Extract provided
'''
Dear lord I am terrified of moths and if they were in my cat food I would be scarred for life.


----------



## Silverfang (Mar 25, 2011)

Gross

not that the felines would mine... I've seen cats chow down on bugs before. Heck I see a spider on my floor I toss my cat at it. Not that she is too happy...


----------



## Laki (Aug 24, 2011)

Take pictures of it. That is something needs to be reported. Not only is Purina bottom of the barrel in terms of food quality, but thousands of people still buy it and feed it to their cats!
Keep an eye on your cat(s) if you just switched their food without gradual introduction. My cat Ollie got really sick when we switched him from those garbage corn filled brands to something higher quality.


----------



## teeneythebetta (Apr 29, 2012)

Laki said:


> Take pictures of it. That is something needs to be reported. Not only is Purina bottom of the barrel in terms of food quality, but thousands of people still buy it and feed it to their cats!
> Keep an eye on your cat(s) if you just switched their food without gradual introduction. My cat Ollie got really sick when we switched him from those garbage corn filled brands to something higher quality.


I'm hoping it will go smoothly, they get high quality canned foods so maybe that'll help.. 

I sent pics to PURINA. Do you think petco would take it back & refund my money?


----------



## Laki (Aug 24, 2011)

They should! I mean your bag is probably not the only one affected. The whole lot might be. The Purina company is going to want to know the lot number and upc number and possibly where you bought and when. (the upc is obvious, the lot number should be ink stamped on where ever the expiry date is)
'''
Required work
Reproduce verbatim the passage of the forum thread on the Purina cat food that begins at the words "## teeneythebetta (Apr" and stops after the words "refund my money?".

Given data
'''
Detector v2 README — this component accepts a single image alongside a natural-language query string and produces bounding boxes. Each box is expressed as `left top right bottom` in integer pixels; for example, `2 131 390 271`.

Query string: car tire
'''
The result
## teeneythebetta (Apr 29, 2012)

Laki said:


> Take pictures of it. That is something needs to be reported. Not only is Purina bottom of the barrel in terms of food quality, but thousands of people still buy it and feed it to their cats!
> Keep an eye on your cat(s) if you just switched their food without gradual introduction. My cat Ollie got really sick when we switched him from those garbage corn filled brands to something higher quality.


I'm hoping it will go smoothly, they get high quality canned foods so maybe that'll help.. 

I sent pics to PURINA. Do you think petco would take it back & refund my money?